Exercise directions: Carry on the passage about liposome delivery of a cancer drug from its last sentence.
(Supplied text Opens)
Now, a team from Russia has investigated the potential of this compound to be delivered to diseased target sites in the body using nanoscopic carriers known as liposomes. The team suggests that the liposomes can more efficiently deliver the putative drug compound to cancer cells than it simply being delivered by conventional chemotherapy methods (as a drug solution given either by mouth or intravenously).
Their tests revealed that the liposome preparations gave a prolonged release of the drug rather than it being processed quickly by the liver and excreted by the kidneys as happens with conventional drugs. Indeed, the drug-bearing liposomes showed a dose-dependent response in terms of cytotoxicity in the laboratory against B16 cells (experimental mouse melanoma cells).
(Supplied text Closes)
(Data records Opens)
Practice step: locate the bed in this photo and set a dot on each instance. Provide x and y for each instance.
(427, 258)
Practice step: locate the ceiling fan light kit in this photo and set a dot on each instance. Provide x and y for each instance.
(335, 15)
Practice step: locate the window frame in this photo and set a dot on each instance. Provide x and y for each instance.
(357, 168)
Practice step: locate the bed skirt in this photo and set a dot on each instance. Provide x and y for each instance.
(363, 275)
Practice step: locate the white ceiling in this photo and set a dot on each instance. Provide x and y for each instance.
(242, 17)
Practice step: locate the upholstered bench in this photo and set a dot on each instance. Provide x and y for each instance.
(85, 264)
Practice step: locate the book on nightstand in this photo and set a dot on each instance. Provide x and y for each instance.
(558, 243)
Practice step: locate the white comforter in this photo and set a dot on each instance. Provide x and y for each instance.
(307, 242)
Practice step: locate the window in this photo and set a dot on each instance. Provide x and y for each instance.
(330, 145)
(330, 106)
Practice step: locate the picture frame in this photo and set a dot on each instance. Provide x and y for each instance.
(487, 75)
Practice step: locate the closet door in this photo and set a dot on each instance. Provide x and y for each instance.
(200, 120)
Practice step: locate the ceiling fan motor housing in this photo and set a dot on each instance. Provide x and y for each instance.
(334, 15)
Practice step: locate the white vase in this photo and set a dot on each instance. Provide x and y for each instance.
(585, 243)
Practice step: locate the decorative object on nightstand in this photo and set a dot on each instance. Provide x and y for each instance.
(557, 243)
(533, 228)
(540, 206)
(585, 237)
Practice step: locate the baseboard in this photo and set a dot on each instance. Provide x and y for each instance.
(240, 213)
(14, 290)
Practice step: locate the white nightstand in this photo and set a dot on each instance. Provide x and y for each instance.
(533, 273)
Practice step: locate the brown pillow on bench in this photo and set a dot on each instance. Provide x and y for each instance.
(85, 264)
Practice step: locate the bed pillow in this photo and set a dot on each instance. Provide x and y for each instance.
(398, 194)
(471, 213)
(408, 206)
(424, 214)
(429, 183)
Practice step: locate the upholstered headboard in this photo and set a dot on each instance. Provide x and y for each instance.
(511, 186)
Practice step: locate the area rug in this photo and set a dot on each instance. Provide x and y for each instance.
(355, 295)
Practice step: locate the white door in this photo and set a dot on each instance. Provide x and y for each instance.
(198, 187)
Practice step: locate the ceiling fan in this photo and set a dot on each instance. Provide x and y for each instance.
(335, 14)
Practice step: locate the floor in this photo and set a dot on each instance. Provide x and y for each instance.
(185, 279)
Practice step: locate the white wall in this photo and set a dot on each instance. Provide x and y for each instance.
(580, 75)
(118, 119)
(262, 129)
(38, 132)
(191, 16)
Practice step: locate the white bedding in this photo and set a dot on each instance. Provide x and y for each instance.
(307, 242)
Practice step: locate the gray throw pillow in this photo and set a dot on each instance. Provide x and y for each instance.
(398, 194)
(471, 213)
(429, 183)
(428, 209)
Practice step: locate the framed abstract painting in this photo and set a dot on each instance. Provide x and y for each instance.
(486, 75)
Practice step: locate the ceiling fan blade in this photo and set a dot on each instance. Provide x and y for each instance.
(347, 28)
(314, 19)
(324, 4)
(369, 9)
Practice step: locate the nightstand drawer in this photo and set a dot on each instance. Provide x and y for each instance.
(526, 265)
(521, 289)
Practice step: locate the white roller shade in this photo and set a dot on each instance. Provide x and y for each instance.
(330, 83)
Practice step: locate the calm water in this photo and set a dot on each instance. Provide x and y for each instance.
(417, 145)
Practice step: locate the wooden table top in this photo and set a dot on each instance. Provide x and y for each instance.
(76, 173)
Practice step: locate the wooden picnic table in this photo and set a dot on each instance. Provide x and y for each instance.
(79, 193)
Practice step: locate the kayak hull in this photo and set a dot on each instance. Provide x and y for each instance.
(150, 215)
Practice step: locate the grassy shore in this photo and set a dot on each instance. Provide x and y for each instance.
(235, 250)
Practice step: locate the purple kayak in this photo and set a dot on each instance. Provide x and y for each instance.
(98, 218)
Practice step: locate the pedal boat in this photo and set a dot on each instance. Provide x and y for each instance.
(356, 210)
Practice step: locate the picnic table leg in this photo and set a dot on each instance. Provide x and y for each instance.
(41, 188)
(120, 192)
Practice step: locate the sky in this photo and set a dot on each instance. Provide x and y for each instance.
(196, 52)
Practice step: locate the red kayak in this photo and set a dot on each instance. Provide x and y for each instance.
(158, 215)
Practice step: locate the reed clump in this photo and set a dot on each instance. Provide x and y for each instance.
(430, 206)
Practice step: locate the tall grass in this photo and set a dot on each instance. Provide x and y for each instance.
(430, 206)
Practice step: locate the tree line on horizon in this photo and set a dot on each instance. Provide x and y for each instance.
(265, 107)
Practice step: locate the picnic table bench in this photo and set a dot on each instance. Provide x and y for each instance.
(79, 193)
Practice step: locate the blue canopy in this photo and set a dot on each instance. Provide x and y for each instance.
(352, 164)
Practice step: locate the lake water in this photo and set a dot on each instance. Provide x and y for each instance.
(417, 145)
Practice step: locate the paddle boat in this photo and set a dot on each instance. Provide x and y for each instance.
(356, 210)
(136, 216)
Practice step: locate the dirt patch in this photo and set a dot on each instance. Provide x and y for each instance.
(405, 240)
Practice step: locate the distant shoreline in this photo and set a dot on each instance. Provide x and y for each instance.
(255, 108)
(Data records Closes)
Result:
“Liposomal sanguinarine may have advantages for in vivo anticancer therapy, due to its lower toxicity and ‘passive targeting’ as a result of enhanced permeability of tumour vessels,” the team reports in the International Journal of Nanotechnology.
Feldman, N.B., Kuryakov, V.N., Sedyakina, N.E., Gromovykh, T.I. and Lutsenko, S.V. (2018) ‘Preparation of liposomes containing benzophenanthridine alkaloid sanguinarine and evaluation of its cytotoxic activity’, Int. J. Nanotechnol., Vol. 15, Nos. 4/5, pp.280-287.